--- WORK ITEM ---
Exactly as they appear below, repeat the lines from the one with "Place one point on every instance of the teal" through the one with "Place one point on every instance of the red", and no others.

[Point-per-instance localization data]
━━━━━━━━━━
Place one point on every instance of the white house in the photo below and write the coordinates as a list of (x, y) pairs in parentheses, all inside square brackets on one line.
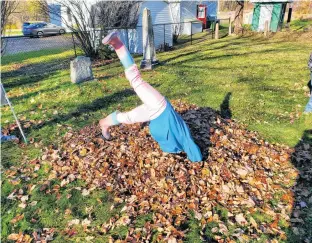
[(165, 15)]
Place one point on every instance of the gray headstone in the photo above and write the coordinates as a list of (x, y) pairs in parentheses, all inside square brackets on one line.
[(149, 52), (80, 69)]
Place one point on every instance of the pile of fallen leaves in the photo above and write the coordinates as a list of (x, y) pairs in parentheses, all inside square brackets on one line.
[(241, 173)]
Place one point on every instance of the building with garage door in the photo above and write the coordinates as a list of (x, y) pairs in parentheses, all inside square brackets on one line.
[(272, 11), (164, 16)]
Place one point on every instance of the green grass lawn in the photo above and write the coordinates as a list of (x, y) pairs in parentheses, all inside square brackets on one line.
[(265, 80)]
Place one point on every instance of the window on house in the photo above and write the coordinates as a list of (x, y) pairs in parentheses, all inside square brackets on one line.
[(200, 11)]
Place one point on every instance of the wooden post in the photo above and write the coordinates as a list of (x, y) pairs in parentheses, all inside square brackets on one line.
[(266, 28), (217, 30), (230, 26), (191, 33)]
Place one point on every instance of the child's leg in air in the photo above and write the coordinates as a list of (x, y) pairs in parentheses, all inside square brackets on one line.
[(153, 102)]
━━━━━━━━━━
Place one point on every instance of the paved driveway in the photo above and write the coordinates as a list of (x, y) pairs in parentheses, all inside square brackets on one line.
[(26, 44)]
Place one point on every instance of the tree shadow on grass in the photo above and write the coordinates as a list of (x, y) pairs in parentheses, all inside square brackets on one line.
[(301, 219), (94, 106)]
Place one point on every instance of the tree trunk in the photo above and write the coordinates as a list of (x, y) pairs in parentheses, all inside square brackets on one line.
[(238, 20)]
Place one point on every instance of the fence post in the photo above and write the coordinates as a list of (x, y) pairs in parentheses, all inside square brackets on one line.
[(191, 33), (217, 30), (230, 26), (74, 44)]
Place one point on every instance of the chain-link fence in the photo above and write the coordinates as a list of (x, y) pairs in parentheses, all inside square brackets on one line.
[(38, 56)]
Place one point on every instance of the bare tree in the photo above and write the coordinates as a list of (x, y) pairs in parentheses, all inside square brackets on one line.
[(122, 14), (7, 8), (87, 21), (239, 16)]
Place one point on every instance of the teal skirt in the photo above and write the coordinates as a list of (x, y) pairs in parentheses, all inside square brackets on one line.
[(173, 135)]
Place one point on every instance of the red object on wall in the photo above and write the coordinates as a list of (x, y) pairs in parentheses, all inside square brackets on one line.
━━━━━━━━━━
--- EXERCISE ANSWER ---
Place one point on every instance of the teal skirt in the photo above and write the coordinates as a list of (x, y) pairs in parentheses, all inside square brackets on one line.
[(173, 135)]
Place one point on every instance of the red object on wall in the photo above and write the coordinates as a list of (x, y) pairs in parentheses, all inside square brackets on one line.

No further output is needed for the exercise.